> Exercise requirements: Find and copy every line of the records that contains the word "outline"; case counts.
BEGIN Given records
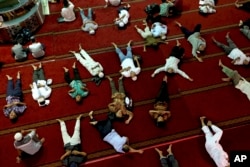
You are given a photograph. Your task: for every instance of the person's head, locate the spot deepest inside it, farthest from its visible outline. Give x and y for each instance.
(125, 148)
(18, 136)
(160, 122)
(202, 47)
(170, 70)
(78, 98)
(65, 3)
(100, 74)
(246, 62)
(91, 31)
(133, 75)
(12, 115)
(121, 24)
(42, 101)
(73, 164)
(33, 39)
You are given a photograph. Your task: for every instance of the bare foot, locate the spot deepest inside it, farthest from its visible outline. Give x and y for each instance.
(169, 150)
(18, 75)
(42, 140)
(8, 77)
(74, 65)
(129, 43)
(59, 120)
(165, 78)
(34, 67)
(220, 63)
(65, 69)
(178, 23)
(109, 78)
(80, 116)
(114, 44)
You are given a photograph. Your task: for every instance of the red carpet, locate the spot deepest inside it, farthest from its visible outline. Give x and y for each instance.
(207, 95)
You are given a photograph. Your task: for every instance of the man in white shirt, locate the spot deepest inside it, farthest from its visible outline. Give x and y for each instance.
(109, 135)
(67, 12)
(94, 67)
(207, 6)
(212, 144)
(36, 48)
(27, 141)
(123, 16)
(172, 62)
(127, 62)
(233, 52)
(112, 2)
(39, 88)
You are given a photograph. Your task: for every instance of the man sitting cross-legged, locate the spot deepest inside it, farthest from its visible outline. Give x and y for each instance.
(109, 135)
END Given records
BEGIN Given records
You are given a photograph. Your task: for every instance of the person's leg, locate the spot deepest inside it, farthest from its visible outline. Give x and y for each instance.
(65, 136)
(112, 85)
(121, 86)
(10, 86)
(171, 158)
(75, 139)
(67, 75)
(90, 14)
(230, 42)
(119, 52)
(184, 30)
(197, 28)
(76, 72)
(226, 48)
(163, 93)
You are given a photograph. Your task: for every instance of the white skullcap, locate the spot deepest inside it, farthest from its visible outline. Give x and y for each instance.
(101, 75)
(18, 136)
END Given records
BEGIN Given records
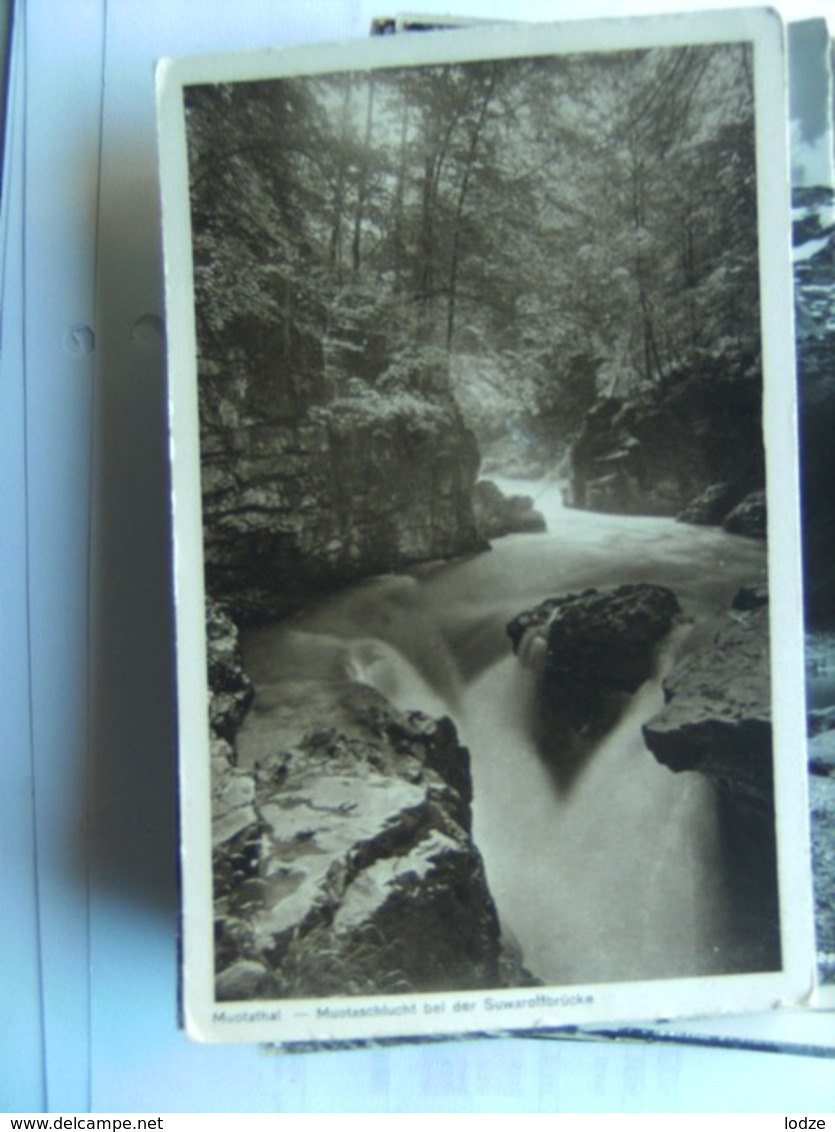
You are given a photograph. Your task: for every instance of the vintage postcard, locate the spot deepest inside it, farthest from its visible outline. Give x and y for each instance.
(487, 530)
END Given records
> Answer to the problem:
You are given a photograph. Your task: for every instance of the person's head, locate the spot deepest inside it, farthest from its visible outline. Give x and y for each instance.
You are given a photograph. Your task: for every instance of the bare foot, locate the spot deepest inside it, farthest from its visible outline. Give x and y for each instance.
You are given a photograph. Your task: for every instance of the red carpet, locate the spot deepest inside it, farthest from its visible outline. Give x and y for each instance.
You are given a photograph. Your task: for every instance of the man in white shirt, locate the spot deepest inside it, farthest from its visible outline. Give x and y for each instance.
You are given a photograph. Your task: for every instance of the man sitting cross-legged, locate the spot deepest inside it, farthest from its visible outline. Give x and y for each instance.
You are given a photograph. Your task: for every instance of the person's leg, locate the spot deepest inside it, farthest from its visible outline. Give x and y for each instance.
You are given a photograph. Your task: for every instance of the white skullcap, locate the spot deepest inside it, farthest from its visible outline. Give x and y for each instance.
You are given a photograph. Your task: for every instance of the vintage postcard, locate the spot deepest inside it, farthest from its visible outline. Give x and y for each instance.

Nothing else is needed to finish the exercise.